____ Given records

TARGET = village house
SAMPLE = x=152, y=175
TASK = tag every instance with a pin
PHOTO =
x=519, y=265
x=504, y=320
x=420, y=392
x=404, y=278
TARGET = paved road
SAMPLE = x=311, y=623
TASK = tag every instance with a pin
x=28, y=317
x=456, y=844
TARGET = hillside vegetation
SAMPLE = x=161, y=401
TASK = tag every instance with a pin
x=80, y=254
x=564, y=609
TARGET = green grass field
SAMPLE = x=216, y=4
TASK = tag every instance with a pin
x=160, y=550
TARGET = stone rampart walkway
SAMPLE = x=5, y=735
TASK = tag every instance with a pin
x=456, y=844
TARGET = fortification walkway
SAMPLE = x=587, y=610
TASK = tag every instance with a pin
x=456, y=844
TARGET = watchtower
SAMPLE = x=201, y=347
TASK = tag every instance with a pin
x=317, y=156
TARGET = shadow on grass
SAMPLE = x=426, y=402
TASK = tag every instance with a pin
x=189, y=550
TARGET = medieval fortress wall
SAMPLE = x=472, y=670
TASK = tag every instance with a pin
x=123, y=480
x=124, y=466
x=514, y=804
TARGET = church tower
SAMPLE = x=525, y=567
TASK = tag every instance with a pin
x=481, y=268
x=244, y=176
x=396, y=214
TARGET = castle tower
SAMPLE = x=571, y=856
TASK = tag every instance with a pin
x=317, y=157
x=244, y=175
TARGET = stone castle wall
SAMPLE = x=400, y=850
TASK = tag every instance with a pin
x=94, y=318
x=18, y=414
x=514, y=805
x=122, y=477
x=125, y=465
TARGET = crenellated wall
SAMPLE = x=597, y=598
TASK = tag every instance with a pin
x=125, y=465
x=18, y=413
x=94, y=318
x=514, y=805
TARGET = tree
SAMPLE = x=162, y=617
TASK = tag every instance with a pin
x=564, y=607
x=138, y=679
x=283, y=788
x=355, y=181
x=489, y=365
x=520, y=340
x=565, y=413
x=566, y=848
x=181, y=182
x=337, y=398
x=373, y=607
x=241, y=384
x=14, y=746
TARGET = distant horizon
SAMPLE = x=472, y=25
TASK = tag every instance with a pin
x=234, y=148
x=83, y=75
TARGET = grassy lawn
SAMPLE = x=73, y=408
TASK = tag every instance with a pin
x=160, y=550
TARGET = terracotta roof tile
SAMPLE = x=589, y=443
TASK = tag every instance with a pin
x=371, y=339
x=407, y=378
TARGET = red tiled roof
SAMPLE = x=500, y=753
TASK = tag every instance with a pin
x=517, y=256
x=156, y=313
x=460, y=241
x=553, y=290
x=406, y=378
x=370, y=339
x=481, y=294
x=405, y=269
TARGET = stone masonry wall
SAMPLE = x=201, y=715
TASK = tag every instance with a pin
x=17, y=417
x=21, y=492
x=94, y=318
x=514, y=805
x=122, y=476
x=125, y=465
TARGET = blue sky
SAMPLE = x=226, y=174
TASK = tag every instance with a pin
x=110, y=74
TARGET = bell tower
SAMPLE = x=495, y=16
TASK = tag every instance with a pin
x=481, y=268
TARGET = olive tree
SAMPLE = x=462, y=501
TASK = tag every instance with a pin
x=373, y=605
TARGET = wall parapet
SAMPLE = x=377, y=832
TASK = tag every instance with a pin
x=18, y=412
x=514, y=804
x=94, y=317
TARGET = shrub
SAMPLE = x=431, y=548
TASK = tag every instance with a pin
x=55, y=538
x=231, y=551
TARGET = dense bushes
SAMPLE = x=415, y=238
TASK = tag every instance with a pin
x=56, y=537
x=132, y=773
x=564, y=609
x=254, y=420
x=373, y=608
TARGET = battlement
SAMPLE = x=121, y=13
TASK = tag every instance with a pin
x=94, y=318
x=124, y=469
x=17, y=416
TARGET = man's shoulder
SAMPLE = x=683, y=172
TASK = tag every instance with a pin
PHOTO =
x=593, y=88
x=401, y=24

________

What to work on
Copy whichever lines in the listing above hold "stone".

Written solution
TARGET = stone rampart walkway
TARGET = stone castle wall
TARGET = stone masonry wall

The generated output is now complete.